▸ **What you need to do**
a: In the case summary, which section of the IPC did the petitioner challenge?
b: Reproduce the case summary word for word, starting with "Authored By: Isha" and going on through "Justice Indu Malhotra.".

▸ **Selection**
Authored By: Isha Sameer Upadhyay
KES' Shri Jayantilal H. Patel Law College, University of Mumbai
⮚ Citation : AIR 2018 SC 4898, 2019 (3) SCC 39
⮚ Court : The Supreme Court of India
⮚ Judges: Chief Justice Dipak Misra, Justice R.F. Nariman, Justice A.M. Khanwilkar, Justice D.Y. Chandrachud, and Justice Indu Malhotra.
⮚ Bench Type: A five-judge Constitution bench
⮚ Date of Judgement : September 27, 2018.
⮚ Parties Involved :
Petitioner: Joseph Shine (a non-resident Indian hotelier from Kerala).
Petitioner: Joseph Shine
Lawyers: Kaleeswaram Raj and M.S. Suvidutt (Advocate-on-Record).
Respondent : Union of India
Lawyers: K.K. Venugopal (then Attorney General for India) and B.V. Balaram Das (Advocate-on Record).
⮚ Facts of the Case:
The petitioner, a non-resident Keralite, questioned the constitutional validity of Section 497 of the IPC, read with Section 198(2) of the CrPC, arguing that it stood as a clear obstacle to achieving gender equality and justice. He pointed out that the law treated adultery as an offence committed by one man against another, denying women agency and violating the guarantee of equal treatment under Articles 14 and 15 of the Constitution. The petition also stemmed from a deeply personal incident, as Joseph Shine filed it after his close friend in Kerala tragically took his own life following a false accusation by a female colleague. He contended that Section 497 reflected outdated patriarchal values, rooted in a colonial mindset that viewed women as property of their husbands. In his view, such a law was not only discriminatory and one-sided but also incompatible with the spirit of a modern, progressive, and egalitarian society.

▸ **Data records**
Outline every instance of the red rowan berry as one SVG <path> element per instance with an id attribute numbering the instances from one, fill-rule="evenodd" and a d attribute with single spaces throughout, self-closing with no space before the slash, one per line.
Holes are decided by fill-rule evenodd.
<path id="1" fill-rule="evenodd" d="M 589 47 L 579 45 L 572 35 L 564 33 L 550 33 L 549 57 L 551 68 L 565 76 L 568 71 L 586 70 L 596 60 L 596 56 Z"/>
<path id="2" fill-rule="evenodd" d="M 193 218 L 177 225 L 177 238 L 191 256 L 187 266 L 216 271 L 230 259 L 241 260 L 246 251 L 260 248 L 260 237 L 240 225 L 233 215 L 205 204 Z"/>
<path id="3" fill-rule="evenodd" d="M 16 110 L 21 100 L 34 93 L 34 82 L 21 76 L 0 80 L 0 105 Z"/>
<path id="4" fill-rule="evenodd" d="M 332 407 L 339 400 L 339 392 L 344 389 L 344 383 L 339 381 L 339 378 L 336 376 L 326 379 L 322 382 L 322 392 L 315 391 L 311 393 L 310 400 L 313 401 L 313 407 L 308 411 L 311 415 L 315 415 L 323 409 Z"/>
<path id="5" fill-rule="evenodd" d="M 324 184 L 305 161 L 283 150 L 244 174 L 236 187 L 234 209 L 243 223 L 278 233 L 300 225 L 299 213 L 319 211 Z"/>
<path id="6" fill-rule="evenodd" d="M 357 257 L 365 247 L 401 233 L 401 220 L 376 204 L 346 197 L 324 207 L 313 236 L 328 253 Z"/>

* * *

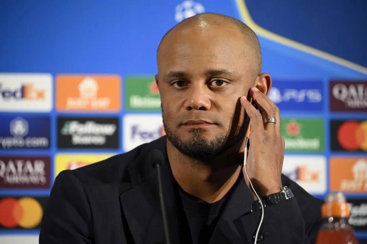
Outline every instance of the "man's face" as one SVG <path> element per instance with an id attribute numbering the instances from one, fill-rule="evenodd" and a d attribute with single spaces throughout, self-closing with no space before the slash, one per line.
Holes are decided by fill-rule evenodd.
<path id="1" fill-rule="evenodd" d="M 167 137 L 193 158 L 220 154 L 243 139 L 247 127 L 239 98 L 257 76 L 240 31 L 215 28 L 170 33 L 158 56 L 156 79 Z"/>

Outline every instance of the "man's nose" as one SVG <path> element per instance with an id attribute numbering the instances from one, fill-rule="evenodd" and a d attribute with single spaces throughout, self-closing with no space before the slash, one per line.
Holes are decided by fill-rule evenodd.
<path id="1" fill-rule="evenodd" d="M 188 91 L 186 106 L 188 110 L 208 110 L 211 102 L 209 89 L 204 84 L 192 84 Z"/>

...

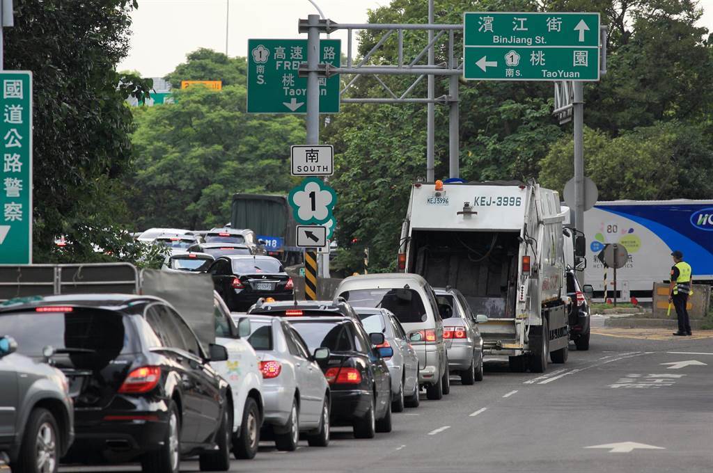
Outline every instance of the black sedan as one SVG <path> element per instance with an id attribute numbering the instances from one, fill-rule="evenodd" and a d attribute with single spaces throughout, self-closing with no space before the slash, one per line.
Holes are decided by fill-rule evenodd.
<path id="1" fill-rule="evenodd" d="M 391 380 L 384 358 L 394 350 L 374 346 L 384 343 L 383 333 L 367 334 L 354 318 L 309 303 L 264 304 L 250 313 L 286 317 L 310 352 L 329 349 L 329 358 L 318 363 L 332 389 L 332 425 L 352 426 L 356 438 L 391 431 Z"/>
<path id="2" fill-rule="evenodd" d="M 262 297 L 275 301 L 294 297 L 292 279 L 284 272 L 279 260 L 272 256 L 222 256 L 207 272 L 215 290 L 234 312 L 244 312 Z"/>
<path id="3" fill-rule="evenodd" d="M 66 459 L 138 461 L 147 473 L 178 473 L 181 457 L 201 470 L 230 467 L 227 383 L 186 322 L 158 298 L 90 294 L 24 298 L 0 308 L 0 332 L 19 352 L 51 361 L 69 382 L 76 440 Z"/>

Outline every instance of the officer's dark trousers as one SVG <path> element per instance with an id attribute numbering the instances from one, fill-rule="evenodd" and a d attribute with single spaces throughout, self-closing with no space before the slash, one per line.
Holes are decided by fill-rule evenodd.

▸ **Problem solutions**
a: Section 497 of the IPC

b:
Authored By: Isha Sameer Upadhyay
KES' Shri Jayantilal H. Patel Law College, University of Mumbai
⮚ Citation : AIR 2018 SC 4898, 2019 (3) SCC 39
⮚ Court : The Supreme Court of India
⮚ Judges: Chief Justice Dipak Misra, Justice R.F. Nariman, Justice A.M. Khanwilkar, Justice D.Y. Chandrachud, and Justice Indu Malhotra.